Required action - Within the material below, locate the line with "Query: white church building" and the line with "red stole, one", then return those two lines and all lines between them, exactly as written.

####

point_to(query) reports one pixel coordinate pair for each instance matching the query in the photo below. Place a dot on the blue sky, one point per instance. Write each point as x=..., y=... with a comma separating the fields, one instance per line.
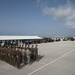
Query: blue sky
x=37, y=17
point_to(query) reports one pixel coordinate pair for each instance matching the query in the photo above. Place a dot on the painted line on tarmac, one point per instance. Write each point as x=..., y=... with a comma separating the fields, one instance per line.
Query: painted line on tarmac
x=51, y=62
x=42, y=63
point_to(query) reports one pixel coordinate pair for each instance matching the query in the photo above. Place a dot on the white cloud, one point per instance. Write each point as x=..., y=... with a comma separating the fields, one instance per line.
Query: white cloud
x=65, y=13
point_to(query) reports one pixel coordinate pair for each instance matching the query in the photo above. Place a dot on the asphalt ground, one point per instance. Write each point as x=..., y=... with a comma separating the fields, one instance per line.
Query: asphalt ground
x=56, y=58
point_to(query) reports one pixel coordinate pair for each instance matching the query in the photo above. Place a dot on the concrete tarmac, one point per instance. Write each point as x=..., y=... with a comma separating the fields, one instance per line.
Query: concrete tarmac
x=56, y=58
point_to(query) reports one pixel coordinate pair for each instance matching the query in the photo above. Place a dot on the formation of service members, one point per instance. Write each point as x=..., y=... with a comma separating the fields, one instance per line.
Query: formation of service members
x=17, y=55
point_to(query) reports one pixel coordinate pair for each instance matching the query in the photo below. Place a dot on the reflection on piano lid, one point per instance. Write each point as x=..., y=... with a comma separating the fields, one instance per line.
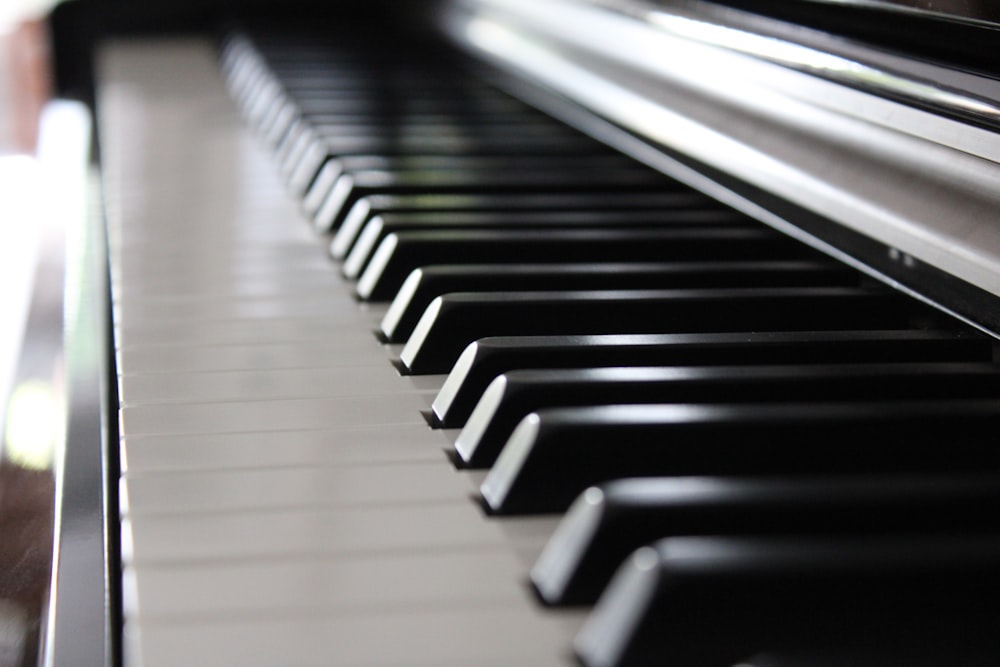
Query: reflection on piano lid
x=787, y=421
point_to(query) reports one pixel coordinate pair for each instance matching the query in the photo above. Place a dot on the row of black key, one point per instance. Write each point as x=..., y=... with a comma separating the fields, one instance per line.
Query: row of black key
x=802, y=462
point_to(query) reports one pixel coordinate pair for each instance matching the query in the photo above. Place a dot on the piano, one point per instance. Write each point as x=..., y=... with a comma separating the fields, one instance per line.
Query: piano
x=521, y=332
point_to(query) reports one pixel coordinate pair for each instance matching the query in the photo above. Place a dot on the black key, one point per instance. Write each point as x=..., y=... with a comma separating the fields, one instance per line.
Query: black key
x=487, y=358
x=454, y=320
x=402, y=252
x=696, y=601
x=511, y=396
x=351, y=187
x=334, y=167
x=608, y=522
x=602, y=202
x=385, y=143
x=424, y=284
x=554, y=454
x=379, y=227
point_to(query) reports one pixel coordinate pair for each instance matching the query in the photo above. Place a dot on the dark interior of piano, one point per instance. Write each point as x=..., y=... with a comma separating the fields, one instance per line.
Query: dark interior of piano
x=522, y=332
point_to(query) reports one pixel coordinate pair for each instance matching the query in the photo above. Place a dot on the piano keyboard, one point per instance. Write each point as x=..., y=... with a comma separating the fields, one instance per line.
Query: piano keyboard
x=534, y=378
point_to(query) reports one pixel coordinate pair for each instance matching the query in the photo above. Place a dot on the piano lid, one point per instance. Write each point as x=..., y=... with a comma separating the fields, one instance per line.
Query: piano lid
x=885, y=161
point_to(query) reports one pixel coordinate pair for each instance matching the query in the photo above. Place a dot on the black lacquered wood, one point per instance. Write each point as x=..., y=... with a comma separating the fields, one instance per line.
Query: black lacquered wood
x=606, y=523
x=483, y=360
x=426, y=283
x=401, y=253
x=511, y=396
x=695, y=601
x=554, y=454
x=454, y=320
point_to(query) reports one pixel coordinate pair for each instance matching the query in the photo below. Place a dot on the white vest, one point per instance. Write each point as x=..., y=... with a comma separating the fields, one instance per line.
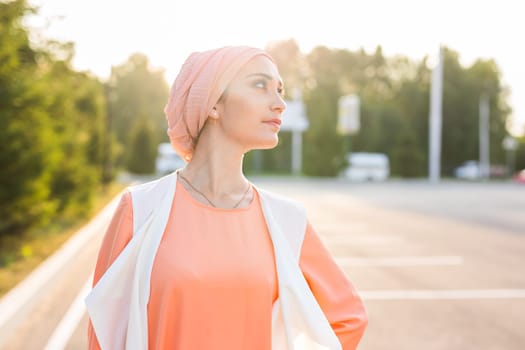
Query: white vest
x=117, y=304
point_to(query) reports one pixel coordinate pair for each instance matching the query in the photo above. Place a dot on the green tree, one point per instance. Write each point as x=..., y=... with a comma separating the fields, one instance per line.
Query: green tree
x=136, y=90
x=28, y=148
x=141, y=158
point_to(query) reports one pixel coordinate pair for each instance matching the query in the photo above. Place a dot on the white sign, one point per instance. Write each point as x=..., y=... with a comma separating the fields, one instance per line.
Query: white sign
x=348, y=118
x=509, y=143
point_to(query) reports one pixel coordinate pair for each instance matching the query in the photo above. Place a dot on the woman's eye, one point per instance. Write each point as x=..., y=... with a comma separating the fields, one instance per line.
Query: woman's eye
x=261, y=84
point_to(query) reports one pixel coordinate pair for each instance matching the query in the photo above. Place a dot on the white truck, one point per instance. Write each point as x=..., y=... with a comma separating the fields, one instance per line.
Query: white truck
x=364, y=166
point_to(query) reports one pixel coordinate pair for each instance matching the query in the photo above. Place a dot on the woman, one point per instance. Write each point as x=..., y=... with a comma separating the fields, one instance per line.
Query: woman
x=202, y=258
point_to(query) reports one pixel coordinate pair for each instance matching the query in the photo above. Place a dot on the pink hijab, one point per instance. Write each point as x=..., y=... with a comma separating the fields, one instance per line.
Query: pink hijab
x=202, y=80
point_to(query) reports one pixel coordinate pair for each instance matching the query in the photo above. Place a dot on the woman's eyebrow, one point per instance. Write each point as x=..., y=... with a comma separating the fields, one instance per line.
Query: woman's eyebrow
x=267, y=76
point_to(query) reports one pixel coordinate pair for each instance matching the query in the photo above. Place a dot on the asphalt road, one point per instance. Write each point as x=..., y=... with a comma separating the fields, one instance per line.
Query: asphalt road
x=439, y=266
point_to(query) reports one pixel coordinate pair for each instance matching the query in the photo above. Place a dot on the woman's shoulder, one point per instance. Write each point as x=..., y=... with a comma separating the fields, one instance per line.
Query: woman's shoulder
x=279, y=199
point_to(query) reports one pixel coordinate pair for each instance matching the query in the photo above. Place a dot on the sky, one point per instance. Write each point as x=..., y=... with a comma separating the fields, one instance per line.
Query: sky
x=107, y=32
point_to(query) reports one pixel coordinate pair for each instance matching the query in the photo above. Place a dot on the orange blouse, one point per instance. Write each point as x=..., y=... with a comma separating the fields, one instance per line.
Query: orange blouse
x=214, y=278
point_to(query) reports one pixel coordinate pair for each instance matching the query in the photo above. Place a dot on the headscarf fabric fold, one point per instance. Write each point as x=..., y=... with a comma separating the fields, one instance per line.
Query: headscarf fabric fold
x=202, y=80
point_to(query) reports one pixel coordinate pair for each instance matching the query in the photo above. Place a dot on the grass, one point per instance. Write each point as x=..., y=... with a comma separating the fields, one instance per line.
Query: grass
x=21, y=254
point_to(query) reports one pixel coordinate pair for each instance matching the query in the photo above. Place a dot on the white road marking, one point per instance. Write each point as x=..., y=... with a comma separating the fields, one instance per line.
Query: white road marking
x=361, y=240
x=70, y=321
x=443, y=294
x=402, y=261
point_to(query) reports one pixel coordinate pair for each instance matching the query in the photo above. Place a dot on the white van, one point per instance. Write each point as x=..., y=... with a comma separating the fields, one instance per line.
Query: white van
x=167, y=159
x=365, y=166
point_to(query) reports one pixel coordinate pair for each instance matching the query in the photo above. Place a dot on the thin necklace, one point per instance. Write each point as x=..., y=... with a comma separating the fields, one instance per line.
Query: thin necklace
x=209, y=201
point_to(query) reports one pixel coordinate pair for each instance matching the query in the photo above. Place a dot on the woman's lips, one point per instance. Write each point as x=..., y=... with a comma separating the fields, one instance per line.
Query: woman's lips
x=274, y=122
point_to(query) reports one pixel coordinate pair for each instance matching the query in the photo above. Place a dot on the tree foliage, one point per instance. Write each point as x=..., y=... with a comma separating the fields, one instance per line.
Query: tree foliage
x=51, y=119
x=136, y=91
x=394, y=96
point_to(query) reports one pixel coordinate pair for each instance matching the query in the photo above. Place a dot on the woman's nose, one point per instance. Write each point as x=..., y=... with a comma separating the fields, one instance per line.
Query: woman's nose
x=279, y=104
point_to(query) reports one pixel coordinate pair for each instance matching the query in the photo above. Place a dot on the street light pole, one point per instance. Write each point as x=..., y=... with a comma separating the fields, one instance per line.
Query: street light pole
x=484, y=137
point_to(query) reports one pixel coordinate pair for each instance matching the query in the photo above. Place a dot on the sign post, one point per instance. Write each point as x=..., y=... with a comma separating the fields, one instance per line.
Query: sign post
x=348, y=121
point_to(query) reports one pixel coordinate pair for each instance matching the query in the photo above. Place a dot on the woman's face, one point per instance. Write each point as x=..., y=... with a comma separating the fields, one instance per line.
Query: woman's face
x=251, y=108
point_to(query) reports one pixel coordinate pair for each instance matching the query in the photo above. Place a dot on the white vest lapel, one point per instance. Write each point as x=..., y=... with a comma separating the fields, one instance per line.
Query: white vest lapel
x=117, y=305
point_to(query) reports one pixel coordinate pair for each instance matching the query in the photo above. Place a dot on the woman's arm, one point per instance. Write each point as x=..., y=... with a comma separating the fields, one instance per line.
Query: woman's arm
x=118, y=234
x=335, y=294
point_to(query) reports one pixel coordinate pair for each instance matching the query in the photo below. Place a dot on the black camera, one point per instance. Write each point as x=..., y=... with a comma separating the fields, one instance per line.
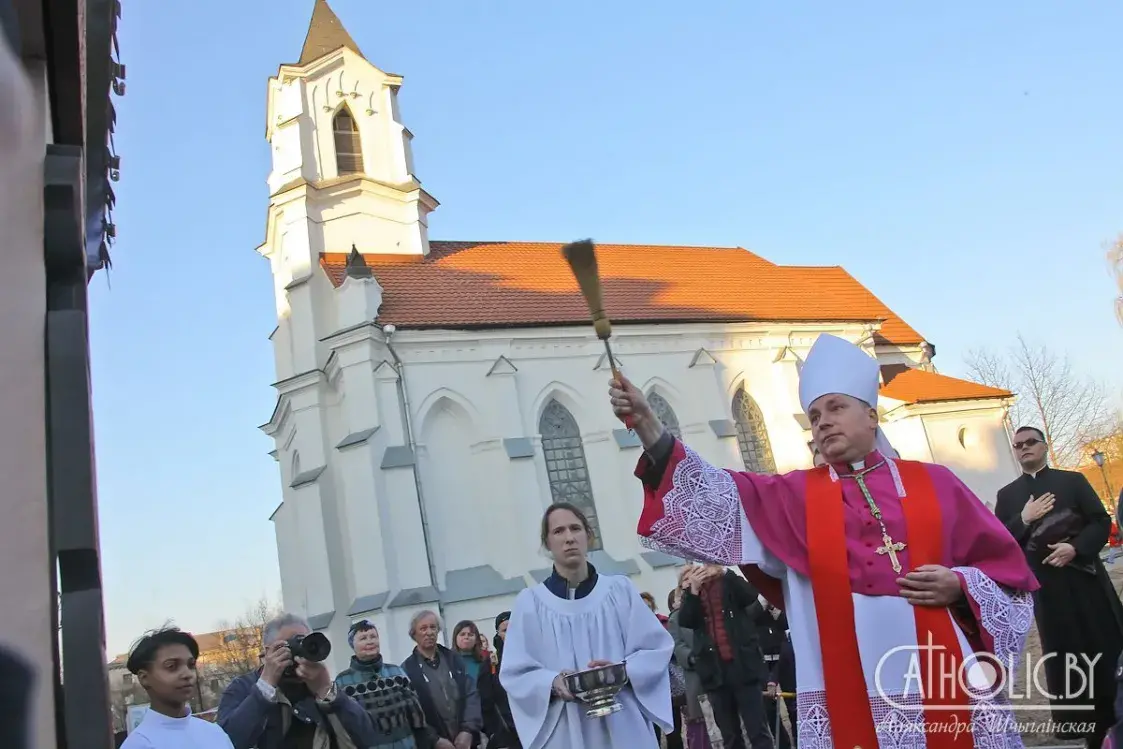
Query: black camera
x=315, y=647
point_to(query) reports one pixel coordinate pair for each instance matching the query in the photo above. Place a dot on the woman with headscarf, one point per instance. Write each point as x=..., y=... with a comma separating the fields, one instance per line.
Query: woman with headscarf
x=384, y=691
x=469, y=646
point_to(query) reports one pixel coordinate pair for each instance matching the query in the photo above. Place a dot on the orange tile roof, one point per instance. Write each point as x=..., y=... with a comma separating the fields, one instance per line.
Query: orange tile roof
x=464, y=284
x=1095, y=476
x=923, y=386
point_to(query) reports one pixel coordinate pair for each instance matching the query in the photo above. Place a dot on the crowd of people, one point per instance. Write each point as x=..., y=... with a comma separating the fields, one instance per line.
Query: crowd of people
x=839, y=568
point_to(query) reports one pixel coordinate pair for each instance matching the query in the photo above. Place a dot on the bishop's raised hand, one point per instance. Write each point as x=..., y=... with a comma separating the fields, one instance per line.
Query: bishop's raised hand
x=629, y=402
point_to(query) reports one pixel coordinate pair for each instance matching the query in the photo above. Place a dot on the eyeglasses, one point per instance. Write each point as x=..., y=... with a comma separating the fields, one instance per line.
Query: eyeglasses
x=1028, y=442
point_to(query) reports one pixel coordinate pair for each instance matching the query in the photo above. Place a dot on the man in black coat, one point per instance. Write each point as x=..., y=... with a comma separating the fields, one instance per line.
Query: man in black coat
x=1062, y=526
x=779, y=663
x=726, y=654
x=448, y=695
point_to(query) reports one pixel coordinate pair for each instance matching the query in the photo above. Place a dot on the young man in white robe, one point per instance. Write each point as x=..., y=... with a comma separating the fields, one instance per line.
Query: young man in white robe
x=164, y=664
x=905, y=596
x=575, y=620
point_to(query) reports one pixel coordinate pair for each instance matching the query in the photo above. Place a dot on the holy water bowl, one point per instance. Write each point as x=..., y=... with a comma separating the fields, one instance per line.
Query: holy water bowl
x=597, y=688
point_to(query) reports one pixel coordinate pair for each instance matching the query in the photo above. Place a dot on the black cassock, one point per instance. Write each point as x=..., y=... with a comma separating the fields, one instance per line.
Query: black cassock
x=1077, y=610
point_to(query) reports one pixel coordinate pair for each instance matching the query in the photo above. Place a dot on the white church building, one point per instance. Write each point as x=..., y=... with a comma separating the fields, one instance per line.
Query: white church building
x=432, y=398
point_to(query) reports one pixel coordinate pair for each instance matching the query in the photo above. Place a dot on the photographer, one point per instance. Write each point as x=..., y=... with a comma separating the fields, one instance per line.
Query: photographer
x=291, y=703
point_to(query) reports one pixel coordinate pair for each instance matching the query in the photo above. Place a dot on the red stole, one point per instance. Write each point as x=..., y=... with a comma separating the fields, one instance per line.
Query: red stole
x=847, y=696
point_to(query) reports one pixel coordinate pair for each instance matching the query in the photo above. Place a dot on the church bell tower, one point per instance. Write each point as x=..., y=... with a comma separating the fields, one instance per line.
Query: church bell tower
x=341, y=176
x=343, y=167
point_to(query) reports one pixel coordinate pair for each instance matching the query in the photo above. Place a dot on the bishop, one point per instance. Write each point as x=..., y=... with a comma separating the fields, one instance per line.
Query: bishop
x=879, y=564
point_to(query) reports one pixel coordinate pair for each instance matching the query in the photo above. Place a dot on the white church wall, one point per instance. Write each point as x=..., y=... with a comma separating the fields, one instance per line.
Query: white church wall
x=352, y=532
x=975, y=445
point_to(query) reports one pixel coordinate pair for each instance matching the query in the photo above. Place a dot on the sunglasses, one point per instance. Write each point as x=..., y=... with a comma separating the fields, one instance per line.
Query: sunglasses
x=1028, y=442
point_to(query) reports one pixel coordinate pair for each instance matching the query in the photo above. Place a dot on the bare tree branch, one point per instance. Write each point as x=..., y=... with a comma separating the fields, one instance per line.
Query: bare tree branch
x=1115, y=263
x=1068, y=408
x=240, y=648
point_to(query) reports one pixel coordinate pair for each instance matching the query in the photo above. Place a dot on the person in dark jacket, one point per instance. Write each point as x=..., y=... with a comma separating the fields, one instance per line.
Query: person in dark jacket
x=726, y=652
x=502, y=704
x=779, y=664
x=275, y=708
x=448, y=694
x=697, y=730
x=469, y=647
x=384, y=692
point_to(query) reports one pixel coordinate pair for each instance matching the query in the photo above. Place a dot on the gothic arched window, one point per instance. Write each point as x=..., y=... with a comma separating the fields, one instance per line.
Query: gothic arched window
x=751, y=435
x=348, y=146
x=565, y=464
x=665, y=413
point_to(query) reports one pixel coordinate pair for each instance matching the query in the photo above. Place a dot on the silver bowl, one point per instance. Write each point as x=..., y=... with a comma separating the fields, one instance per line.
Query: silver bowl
x=597, y=688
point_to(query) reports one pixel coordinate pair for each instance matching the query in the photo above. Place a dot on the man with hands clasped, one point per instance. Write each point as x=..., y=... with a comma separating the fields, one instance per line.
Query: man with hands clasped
x=1062, y=526
x=291, y=703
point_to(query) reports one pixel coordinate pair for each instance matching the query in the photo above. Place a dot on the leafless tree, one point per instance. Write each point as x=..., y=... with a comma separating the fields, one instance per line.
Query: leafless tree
x=240, y=647
x=1069, y=409
x=1115, y=262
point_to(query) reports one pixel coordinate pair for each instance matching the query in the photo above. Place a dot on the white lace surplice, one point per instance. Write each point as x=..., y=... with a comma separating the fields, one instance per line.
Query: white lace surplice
x=703, y=519
x=548, y=635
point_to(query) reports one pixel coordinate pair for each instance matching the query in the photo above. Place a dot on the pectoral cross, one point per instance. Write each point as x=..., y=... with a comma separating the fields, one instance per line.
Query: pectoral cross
x=891, y=548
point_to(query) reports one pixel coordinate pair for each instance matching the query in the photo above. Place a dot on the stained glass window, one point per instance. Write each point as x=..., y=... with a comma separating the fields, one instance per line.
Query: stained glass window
x=566, y=466
x=751, y=435
x=665, y=413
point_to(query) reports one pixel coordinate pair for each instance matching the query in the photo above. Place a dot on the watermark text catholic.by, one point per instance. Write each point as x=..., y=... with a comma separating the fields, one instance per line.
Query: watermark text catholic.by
x=956, y=682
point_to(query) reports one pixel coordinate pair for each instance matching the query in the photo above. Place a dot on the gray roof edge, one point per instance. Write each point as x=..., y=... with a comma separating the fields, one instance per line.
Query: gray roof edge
x=307, y=477
x=320, y=621
x=356, y=438
x=374, y=602
x=413, y=596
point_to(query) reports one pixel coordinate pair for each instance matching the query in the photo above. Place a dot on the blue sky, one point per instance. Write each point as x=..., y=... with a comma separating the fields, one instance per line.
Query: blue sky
x=962, y=160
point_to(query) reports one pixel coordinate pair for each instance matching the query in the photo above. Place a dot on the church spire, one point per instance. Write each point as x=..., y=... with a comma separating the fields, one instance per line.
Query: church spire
x=325, y=34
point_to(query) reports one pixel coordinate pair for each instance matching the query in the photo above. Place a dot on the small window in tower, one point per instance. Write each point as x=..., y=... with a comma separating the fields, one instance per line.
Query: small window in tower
x=348, y=146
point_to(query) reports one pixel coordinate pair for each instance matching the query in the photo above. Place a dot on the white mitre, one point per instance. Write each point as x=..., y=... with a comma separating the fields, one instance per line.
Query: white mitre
x=834, y=365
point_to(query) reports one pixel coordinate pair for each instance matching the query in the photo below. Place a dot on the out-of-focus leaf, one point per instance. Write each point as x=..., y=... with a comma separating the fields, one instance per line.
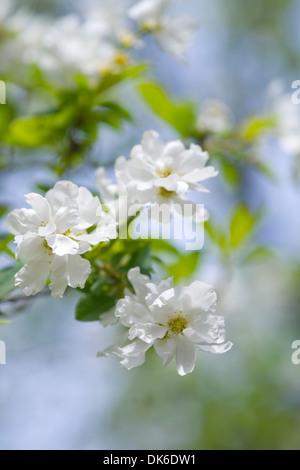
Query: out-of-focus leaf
x=255, y=127
x=4, y=241
x=7, y=114
x=184, y=267
x=241, y=225
x=7, y=281
x=112, y=79
x=181, y=116
x=143, y=258
x=43, y=129
x=230, y=172
x=259, y=254
x=162, y=245
x=90, y=306
x=111, y=114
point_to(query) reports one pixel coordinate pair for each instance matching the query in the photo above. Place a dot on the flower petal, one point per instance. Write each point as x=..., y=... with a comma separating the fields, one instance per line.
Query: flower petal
x=62, y=245
x=165, y=348
x=40, y=205
x=147, y=332
x=21, y=221
x=33, y=276
x=185, y=355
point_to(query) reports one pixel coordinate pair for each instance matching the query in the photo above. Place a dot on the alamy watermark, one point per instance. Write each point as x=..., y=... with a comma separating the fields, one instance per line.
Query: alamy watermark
x=2, y=353
x=296, y=94
x=2, y=92
x=179, y=222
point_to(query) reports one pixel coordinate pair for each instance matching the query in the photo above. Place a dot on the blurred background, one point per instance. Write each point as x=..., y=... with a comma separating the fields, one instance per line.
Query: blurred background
x=54, y=392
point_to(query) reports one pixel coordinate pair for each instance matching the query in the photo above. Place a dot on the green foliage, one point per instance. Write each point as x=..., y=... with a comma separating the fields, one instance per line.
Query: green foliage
x=235, y=242
x=255, y=127
x=241, y=225
x=180, y=115
x=90, y=307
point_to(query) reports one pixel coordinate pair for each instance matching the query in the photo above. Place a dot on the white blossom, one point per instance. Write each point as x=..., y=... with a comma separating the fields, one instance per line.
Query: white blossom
x=54, y=233
x=173, y=35
x=159, y=173
x=174, y=320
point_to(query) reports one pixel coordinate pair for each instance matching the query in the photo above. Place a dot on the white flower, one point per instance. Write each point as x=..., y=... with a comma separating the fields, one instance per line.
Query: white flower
x=215, y=117
x=158, y=173
x=174, y=320
x=54, y=233
x=173, y=35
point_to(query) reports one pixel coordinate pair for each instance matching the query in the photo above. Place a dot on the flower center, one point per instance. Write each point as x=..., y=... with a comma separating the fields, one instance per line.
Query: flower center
x=47, y=248
x=178, y=323
x=163, y=192
x=164, y=173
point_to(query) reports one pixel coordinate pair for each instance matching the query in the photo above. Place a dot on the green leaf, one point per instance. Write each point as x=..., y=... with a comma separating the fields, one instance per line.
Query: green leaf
x=259, y=254
x=181, y=116
x=241, y=225
x=162, y=245
x=112, y=79
x=7, y=281
x=142, y=257
x=42, y=129
x=185, y=267
x=90, y=306
x=111, y=114
x=255, y=127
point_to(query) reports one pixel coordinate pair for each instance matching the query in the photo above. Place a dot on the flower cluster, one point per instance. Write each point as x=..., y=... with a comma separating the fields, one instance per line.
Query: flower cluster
x=174, y=320
x=158, y=173
x=53, y=235
x=62, y=226
x=172, y=34
x=93, y=42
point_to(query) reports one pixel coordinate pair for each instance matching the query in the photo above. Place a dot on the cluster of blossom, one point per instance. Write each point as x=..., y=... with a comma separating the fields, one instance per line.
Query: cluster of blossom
x=158, y=173
x=53, y=235
x=62, y=226
x=93, y=41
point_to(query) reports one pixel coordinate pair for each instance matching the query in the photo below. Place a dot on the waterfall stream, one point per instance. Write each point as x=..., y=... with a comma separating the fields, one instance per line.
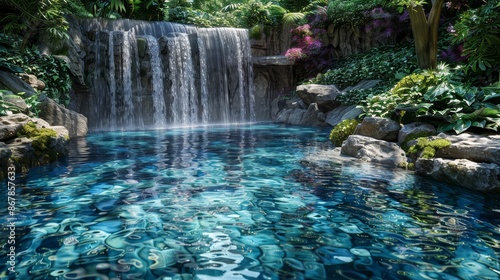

####

Solution for this problem -
Query: white church building
x=432, y=398
point_to(query) reports one pixel coordinate pair for each instance matching the query in the photo above. Place a dot on the photographer, one point per instance. Write each point as x=..., y=... with a comma separating the fields, one instance per line.
Query: photographer
x=291, y=703
point_to(query) reports one pixel coordinate pair for each instance matching the query in the photo above. Place a dot on the red stole, one point per instance. Write each point as x=..., y=... with a comma separating the fields, one instance per line.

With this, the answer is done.